» **Excerpt provided**
━━━━━━━━
Minimal residual disease (MRD), as measured by flow cytometry, was not detected in a higher proportion of patients in the transplant group: 79% vs 65% for RVD (P < 0.001). Although patients in whom MRD was not detected had better outcomes compared with those in whom MRD was detected, in 50% of patients, disease progression was reported, the editorialists point out. "More sensitive tests for MRD may prove to be more discriminating," they state
Of the 207 patients in the RVD arm who experienced disease progression, 172 received second-line treatment; of these, 136 patients (79%) received a salvage transplant. In the transplant group, 149 experienced disease progression, and 123 patients received second-line treatment; of these, 21 (17%) received a second transplant.
Adverse events were higher for patients in the transplant group. Treatment discontinuation was higher (11% vs 9% for the RVD group), as were treatment-related deaths (six vs two patients). The rate of grade 3/4 neutropenia was also significantly higher (92% vs 47% for the RVD group), as was the rate of grade 3/4 gastrointestinal disorders (28% vs 7% for the RVD group).
Four cases of acute myeloid leukemia were reported in the transplant group; one case was reported in the RVD group.
"Although acute myeloid leukemia is part of the natural history of myeloma and its treatment, particularly in the context of melphalan use, the patients in the transplantation group will require longer follow-up to accurately quantify this important risk," the IFM 2009 investigators write.
━━━━━━━━
» **Work task 1**
Answer these from the myeloma trial excerpt:
(a) In what percentage of patients in the transplant group was MRD not detected?
(b) How many patients in the RVD arm received a salvage transplant?
(c) How many cases of acute myeloid leukemia were reported in the transplant group?
» **Work task 2**
Please rewrite the part of the myeloma trial excerpt that opens with the words containing "Four cases of" and closes with "2009 investigators write.", renaming "acute myeloid leukemia" as "AML".
» **Work task 3**
For each statement, say whether it agrees with the myeloma trial excerpt, and quote the words that decide it:
(a) Treatment-related deaths were higher in the RVD group.
(b) In the transplant group, 21 patients received a second transplant.
(c) Grade 3/4 gastrointestinal disorders occurred in 28% of the RVD group.

» **Available data**
━━━━━━━━
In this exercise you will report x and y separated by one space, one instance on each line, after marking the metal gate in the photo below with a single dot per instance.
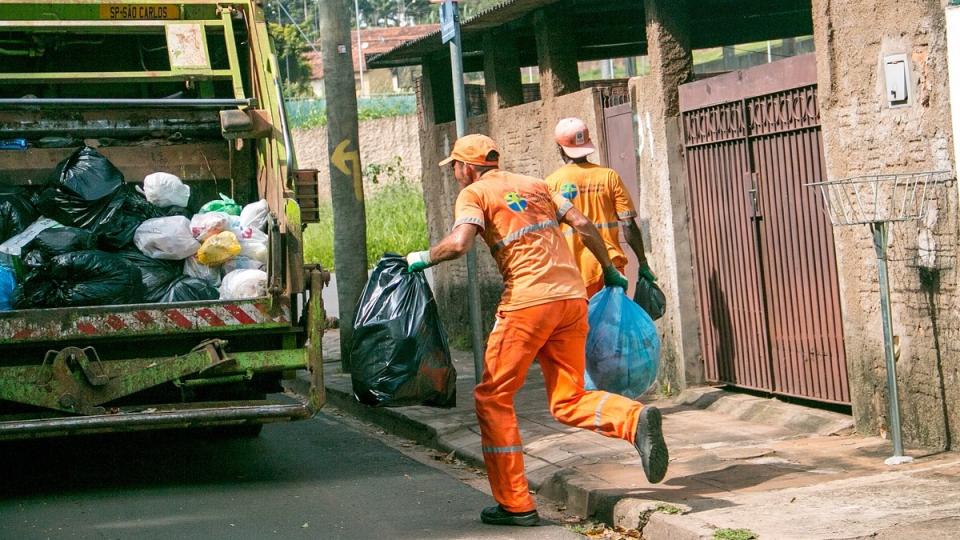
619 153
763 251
━━━━━━━━
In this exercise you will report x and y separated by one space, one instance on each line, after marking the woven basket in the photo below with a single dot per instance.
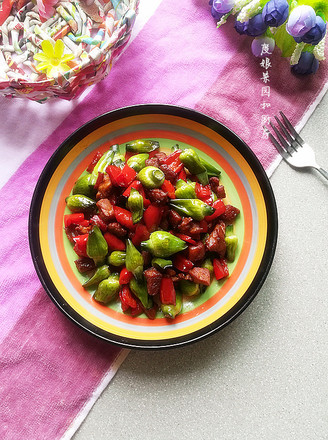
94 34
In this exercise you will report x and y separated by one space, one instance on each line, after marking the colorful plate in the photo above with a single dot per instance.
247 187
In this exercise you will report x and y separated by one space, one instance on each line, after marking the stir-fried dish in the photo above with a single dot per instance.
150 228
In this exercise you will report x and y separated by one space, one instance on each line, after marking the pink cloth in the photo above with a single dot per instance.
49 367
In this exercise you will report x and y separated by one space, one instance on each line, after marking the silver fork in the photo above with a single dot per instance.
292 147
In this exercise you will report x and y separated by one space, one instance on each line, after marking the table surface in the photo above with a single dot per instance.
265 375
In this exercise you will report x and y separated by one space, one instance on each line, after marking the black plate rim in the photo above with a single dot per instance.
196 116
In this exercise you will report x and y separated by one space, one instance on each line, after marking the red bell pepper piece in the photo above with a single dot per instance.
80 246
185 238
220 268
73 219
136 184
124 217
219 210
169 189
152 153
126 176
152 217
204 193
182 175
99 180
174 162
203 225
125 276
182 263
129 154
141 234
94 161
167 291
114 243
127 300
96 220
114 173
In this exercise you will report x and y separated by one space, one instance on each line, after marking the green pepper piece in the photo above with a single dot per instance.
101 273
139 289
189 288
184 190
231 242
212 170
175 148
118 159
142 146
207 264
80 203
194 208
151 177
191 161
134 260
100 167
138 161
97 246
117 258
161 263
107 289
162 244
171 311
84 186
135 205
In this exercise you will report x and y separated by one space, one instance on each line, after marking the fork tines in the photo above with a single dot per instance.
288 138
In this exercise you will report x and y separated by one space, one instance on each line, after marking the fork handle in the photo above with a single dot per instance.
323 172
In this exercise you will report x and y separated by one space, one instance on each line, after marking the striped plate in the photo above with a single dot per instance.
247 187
━━━━━━━━
» **Response 1**
(a) 79%
(b) 136
(c) Four

» **Response 2**
Four cases of AML were reported in the transplant group; one case was reported in the RVD group.
"Although AML is part of the natural history of myeloma and its treatment, particularly in the context of melphalan use, the patients in the transplantation group will require longer follow-up to accurately quantify this important risk," the IFM 2009 investigators write.

» **Response 3**
(a) No: "as were treatment-related deaths (six vs two patients)"
(b) Yes: "of these, 21 (17%) received a second transplant"
(c) No: "(28% vs 7% for the RVD group)"